## TEXTO
========

As anomalias de artérias coronárias têm prevalência de cerca de 1,3% na população. Geralmente, são achados em exames diagnósticos, sem significado clínico relevante, embora possam se associar a outros defeitos anatômicos congênitos em 40% dos casos. Uma anomalia coronariana deve ser definida como qualquer padrão coronariano com uma característica raramente encontrada na população geral (em menos de 1% dos pacientes). Na anatomia coronariana normal, as porções basal e média do septo interventricular posterior são irrigados ou pela artéria coronária direita ou pela artéria circunflexa. Em raríssimos casos, todo o septo interventricular anterior e posterior pode ser irrigado exclusivamente pela artéria Descendente Anterior (ADA).

========

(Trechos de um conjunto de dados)
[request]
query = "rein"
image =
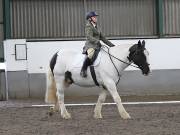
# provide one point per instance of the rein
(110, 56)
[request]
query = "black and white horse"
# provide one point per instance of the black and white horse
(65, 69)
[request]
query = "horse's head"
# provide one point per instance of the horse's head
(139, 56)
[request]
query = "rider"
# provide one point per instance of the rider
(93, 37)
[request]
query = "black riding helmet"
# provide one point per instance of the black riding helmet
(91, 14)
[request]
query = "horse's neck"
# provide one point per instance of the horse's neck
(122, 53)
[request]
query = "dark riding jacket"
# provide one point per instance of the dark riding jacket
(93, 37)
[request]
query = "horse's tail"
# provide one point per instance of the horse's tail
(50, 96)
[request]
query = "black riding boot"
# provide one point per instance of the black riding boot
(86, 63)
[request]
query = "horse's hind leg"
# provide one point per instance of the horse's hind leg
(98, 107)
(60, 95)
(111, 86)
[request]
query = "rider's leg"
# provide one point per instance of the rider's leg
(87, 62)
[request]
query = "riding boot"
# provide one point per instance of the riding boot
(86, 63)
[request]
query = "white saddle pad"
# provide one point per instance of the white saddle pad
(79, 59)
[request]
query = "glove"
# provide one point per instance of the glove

========

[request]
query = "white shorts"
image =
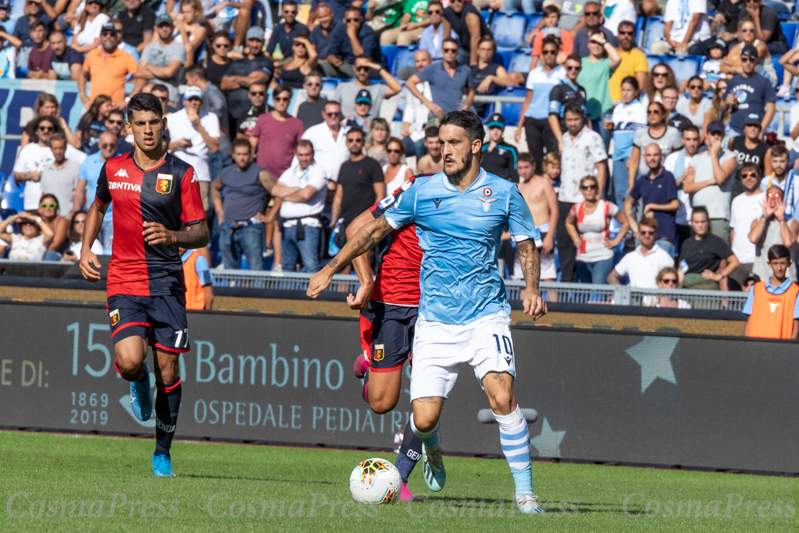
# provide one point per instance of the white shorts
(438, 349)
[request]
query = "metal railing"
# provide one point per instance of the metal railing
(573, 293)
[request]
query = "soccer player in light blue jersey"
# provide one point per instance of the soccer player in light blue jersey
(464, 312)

========

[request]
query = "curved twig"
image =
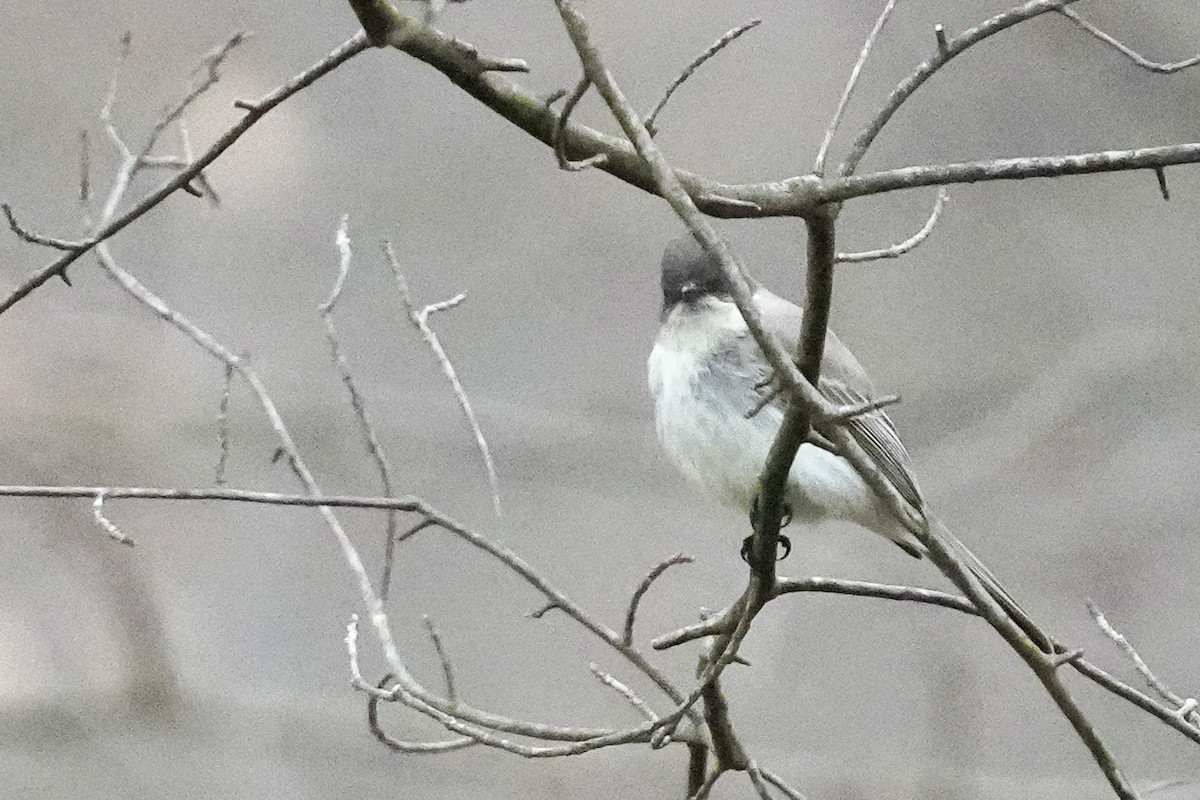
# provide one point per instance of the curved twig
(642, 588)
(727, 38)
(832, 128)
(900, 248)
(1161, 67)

========

## TAREFA 1
Com base no texto sobre anomalias coronarianas, explique por que a irrigação de todo o septo interventricular exclusivamente pela artéria Descendente Anterior se enquadra como anomalia.
## TAREFA 2
Segundo o texto sobre anomalias coronarianas, qual é a prevalência dessas anomalias na população?
## TAREFA 3
No texto sobre anomalias coronarianas, reescreva o trecho que começa em "As anomalias de" e vai até "Descendente Anterior (ADA).", substituindo "raríssimos" por "raros".

## RESPOSTA ESCRITA 1
Uma anomalia coronariana é definida como um padrão raramente encontrado na população geral, em menos de 1% dos pacientes. Na anatomia normal, as porções basal e média do septo interventricular posterior são irrigadas pela artéria coronária direita ou pela circunflexa. A irrigação de todo o septo apenas pela artéria Descendente Anterior ocorre em raríssimos casos.

## RESPOSTA ESCRITA 2
Cerca de 1,3%.

## RESPOSTA ESCRITA 3
As anomalias de artérias coronárias têm prevalência de cerca de 1,3% na população. Geralmente, são achados em exames diagnósticos, sem significado clínico relevante, embora possam se associar a outros defeitos anatômicos congênitos em 40% dos casos. Uma anomalia coronariana deve ser definida como qualquer padrão coronariano com uma característica raramente encontrada na população geral (em menos de 1% dos pacientes). Na anatomia coronariana normal, as porções basal e média do septo interventricular posterior são irrigados ou pela artéria coronária direita ou pela artéria circunflexa. Em raros casos, todo o septo interventricular anterior e posterior pode ser irrigado exclusivamente pela artéria Descendente Anterior (ADA).